- [TASK OBJECTIVE] Your answer should show every line of the material below that includes "branch".

- [PROVIDED MATERIAL]

● ● ● ●

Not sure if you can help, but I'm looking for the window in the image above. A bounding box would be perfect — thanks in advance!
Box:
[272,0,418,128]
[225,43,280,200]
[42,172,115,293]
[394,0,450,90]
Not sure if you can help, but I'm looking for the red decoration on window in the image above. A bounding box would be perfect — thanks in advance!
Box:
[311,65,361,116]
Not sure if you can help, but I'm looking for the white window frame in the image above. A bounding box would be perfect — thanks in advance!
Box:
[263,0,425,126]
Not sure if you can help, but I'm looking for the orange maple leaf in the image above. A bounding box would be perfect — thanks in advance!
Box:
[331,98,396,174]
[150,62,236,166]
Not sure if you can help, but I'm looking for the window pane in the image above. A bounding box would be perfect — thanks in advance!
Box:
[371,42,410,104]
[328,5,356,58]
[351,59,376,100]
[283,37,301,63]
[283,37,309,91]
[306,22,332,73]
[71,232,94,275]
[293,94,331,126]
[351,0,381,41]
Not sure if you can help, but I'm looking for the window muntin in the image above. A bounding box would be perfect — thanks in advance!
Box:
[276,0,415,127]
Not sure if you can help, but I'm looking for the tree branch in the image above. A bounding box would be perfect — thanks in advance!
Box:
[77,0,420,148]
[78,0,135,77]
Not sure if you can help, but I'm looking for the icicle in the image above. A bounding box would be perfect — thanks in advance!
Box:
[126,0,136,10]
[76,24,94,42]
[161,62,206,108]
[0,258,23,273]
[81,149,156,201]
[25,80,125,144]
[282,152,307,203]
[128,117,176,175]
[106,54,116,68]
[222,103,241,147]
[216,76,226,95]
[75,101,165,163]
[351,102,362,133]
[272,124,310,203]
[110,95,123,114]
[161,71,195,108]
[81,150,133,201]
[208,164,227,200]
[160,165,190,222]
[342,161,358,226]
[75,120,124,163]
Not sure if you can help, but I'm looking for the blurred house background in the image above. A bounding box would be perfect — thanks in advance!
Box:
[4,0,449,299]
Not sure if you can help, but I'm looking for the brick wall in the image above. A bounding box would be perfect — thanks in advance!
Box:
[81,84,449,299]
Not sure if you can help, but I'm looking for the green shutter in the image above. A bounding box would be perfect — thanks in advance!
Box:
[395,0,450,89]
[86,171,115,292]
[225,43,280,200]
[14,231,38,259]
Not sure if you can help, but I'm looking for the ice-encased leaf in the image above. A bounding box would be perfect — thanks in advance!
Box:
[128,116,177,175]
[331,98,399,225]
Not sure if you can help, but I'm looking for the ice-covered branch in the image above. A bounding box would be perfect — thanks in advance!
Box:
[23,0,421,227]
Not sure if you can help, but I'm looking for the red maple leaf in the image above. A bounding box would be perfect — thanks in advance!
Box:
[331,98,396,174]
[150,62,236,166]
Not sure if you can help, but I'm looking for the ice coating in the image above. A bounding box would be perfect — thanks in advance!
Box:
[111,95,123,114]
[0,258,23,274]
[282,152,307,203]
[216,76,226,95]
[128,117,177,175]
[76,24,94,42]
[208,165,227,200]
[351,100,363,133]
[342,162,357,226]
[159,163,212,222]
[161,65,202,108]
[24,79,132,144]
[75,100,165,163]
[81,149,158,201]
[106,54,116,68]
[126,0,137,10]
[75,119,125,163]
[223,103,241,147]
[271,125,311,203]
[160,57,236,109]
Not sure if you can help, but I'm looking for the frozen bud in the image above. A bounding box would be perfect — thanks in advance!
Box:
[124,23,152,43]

● ● ● ●

- [SOLUTION TO THIS EXERCISE]
Not sure if you can help, but I'm looking for the tree branch in the image above. A bounding box would be perfect — thanks in advance!
Not sure if you can help, but I'm looking for the ice-covered branch in the image above. A bounding box would be perfect — thanks in advance!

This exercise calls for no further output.